ACTIVITY = Copy exactly the line that contains "Query: concrete curb" plus all remaining lines of the data, and leave out every line before it.
========================================
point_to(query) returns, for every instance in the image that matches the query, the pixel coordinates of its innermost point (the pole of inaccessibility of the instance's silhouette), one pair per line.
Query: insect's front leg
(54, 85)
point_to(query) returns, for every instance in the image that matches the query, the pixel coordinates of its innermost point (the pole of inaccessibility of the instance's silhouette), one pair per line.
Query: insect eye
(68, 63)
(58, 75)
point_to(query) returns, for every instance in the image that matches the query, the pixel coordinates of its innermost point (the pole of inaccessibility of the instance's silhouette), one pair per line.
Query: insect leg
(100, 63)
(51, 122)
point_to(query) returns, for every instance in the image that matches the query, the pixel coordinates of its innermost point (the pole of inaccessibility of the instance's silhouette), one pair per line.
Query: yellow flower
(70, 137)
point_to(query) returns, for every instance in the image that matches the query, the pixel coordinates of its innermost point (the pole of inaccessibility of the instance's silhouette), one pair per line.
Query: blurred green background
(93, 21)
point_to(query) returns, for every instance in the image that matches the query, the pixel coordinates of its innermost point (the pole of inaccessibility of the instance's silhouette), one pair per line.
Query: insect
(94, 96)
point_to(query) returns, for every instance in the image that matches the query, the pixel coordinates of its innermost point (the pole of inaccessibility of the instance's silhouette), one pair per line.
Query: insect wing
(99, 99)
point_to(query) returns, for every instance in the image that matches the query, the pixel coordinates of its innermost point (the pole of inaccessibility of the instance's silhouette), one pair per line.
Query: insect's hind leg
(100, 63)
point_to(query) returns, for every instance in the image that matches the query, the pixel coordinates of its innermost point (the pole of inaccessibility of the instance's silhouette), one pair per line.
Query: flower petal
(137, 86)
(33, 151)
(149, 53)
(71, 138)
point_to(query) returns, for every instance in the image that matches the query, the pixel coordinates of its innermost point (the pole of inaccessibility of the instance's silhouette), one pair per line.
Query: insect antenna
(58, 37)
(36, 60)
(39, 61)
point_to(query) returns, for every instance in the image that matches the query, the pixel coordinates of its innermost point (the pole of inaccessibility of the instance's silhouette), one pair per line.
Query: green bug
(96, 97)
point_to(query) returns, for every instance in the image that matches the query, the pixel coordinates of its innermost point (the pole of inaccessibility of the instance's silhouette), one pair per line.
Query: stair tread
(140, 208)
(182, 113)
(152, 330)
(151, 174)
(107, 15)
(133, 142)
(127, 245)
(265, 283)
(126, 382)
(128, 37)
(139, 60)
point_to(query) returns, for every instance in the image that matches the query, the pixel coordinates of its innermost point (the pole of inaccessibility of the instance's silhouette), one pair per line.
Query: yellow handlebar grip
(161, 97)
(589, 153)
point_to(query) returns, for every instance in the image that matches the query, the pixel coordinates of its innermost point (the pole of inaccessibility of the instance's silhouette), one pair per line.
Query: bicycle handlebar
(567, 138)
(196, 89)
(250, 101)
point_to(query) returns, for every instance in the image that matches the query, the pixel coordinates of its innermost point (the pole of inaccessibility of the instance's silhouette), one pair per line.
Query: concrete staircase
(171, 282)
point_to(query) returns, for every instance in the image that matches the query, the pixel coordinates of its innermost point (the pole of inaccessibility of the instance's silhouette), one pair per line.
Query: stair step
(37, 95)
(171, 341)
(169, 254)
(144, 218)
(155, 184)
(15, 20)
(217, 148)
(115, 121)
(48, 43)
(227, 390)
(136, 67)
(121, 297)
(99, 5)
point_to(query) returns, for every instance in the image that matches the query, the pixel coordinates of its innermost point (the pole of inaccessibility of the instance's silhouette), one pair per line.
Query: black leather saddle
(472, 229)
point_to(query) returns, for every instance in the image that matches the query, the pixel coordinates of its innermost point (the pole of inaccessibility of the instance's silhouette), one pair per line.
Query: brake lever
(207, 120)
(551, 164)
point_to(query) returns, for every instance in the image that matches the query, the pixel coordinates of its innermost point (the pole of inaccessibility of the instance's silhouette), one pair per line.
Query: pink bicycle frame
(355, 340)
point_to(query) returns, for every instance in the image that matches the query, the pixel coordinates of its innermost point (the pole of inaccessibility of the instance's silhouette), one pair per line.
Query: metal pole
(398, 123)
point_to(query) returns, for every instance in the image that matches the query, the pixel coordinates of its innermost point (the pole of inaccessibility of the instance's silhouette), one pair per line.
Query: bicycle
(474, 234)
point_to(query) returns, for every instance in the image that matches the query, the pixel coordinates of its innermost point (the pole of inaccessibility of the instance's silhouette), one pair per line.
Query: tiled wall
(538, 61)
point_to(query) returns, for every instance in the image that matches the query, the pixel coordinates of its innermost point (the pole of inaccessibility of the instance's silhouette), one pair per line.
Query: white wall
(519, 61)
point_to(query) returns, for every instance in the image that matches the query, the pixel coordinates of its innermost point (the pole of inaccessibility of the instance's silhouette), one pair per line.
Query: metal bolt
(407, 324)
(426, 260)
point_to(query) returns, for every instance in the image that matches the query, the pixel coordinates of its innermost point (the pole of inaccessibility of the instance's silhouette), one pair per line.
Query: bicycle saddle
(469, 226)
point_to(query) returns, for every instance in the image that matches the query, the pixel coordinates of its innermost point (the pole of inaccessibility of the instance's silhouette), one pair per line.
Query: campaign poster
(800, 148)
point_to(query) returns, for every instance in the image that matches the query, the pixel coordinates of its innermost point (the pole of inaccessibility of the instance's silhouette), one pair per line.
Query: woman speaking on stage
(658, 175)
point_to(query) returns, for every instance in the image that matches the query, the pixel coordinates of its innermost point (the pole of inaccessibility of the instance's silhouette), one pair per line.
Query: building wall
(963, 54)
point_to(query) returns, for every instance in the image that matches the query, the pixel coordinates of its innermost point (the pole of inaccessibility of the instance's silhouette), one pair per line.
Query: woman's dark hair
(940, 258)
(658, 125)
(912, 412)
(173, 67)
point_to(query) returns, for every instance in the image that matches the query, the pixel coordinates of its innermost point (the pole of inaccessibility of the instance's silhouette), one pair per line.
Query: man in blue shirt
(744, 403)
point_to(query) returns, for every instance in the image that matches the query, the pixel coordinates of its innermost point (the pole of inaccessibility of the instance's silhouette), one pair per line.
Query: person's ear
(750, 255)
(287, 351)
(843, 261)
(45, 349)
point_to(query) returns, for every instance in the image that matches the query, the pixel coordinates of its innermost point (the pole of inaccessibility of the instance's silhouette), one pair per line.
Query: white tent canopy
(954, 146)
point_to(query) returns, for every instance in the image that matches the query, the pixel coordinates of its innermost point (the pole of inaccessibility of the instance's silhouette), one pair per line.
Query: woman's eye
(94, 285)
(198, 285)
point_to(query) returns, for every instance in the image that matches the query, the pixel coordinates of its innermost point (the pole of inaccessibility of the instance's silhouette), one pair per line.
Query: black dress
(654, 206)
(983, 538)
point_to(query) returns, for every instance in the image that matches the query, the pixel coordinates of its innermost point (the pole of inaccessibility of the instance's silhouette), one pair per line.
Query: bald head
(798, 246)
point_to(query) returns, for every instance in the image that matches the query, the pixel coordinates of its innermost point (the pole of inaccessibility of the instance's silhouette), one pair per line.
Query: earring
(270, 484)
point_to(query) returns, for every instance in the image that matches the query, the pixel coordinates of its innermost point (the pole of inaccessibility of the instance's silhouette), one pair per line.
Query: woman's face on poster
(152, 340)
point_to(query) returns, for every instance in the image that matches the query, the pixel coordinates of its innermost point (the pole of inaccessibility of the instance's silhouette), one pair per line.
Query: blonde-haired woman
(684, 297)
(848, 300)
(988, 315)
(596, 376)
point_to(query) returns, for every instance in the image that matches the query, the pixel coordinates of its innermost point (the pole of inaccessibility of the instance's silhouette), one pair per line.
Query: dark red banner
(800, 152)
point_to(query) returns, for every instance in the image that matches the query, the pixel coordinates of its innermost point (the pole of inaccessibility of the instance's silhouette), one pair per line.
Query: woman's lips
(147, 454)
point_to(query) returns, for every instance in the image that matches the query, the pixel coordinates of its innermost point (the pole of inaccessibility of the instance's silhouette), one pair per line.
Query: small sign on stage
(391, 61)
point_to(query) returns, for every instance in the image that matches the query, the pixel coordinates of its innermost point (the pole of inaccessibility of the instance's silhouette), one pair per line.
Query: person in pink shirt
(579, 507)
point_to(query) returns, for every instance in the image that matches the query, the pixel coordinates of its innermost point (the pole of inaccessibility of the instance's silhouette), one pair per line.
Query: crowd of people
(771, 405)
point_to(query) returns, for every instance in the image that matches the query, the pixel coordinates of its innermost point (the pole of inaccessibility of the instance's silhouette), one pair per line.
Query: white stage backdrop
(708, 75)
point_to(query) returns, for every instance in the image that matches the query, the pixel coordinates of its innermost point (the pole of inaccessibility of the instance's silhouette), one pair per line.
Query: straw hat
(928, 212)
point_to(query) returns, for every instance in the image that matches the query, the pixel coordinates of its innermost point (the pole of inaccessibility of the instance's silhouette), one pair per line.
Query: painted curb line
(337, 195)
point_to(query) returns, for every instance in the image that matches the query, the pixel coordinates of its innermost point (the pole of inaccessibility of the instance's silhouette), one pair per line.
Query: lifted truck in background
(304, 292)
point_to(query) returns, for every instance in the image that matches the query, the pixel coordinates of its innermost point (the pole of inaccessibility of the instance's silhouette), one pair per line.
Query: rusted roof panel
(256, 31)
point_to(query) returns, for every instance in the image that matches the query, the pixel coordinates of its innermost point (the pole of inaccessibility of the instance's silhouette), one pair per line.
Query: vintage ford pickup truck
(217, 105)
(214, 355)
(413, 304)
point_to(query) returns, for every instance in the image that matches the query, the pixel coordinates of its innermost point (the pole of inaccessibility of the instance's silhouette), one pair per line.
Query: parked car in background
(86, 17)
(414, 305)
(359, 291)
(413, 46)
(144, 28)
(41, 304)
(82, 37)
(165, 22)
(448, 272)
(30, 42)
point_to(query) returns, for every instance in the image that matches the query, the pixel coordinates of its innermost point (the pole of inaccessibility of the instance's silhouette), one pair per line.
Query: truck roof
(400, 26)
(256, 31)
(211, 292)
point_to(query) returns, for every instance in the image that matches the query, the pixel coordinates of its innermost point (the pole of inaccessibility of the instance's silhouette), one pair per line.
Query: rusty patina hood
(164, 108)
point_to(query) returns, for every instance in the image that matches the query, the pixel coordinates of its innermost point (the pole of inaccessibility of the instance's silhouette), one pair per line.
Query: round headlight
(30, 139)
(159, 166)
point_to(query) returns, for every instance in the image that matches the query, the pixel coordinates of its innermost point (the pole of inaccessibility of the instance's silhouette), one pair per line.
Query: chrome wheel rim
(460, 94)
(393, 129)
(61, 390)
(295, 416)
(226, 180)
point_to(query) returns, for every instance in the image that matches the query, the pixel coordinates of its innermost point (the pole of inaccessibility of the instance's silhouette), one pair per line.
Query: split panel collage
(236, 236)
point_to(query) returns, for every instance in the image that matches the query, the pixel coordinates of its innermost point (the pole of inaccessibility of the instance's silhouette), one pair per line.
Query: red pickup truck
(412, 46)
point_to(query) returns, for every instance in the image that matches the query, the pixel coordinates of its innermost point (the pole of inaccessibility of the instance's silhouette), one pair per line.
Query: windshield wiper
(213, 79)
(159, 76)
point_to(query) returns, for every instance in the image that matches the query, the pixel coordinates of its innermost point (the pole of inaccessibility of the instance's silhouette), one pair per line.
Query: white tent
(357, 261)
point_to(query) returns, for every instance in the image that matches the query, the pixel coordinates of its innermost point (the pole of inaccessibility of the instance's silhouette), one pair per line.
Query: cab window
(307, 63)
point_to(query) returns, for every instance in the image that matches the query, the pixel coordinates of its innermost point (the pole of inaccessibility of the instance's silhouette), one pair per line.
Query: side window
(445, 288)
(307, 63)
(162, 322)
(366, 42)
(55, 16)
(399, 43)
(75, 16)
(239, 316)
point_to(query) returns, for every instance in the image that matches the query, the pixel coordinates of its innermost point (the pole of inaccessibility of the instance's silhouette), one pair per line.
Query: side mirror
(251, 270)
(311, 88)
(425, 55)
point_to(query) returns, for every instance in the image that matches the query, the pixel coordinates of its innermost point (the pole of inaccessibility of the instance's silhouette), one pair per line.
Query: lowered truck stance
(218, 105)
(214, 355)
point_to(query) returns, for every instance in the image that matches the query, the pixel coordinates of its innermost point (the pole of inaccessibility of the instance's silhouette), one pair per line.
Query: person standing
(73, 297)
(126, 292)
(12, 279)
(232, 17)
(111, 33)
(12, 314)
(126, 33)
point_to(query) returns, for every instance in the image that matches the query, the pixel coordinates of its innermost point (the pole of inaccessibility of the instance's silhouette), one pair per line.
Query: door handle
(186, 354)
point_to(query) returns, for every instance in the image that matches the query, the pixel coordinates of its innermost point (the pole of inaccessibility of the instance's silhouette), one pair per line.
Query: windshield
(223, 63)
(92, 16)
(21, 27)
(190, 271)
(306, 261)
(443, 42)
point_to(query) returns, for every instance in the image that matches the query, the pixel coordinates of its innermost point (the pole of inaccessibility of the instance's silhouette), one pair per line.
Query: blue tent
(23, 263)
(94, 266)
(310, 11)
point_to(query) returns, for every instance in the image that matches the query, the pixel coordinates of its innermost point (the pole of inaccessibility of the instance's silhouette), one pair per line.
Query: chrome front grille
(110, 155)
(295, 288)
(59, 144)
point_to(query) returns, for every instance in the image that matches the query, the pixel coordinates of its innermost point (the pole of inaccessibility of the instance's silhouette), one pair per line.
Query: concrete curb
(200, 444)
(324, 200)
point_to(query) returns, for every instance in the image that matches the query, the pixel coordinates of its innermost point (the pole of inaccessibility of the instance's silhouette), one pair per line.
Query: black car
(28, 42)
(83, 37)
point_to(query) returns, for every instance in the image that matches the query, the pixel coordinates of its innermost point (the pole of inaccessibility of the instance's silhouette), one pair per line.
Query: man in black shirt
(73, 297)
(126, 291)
========================================
WRITTEN ANSWER =
Query: concrete curb
(200, 444)
(324, 200)
point_to(query) returns, for every instance in the image that matches the query, the pixel coordinates of its innermost point (the pole of inaccessibility of the instance's silhouette), one pair per line.
Query: black car
(28, 42)
(83, 37)
point_to(query) returns, for every instance in the image that matches the query, the pixel coordinates of its innermost point (the pole of inaccessibility of the instance's silhouette), one pair per line.
Query: man in black shirt
(73, 297)
(126, 291)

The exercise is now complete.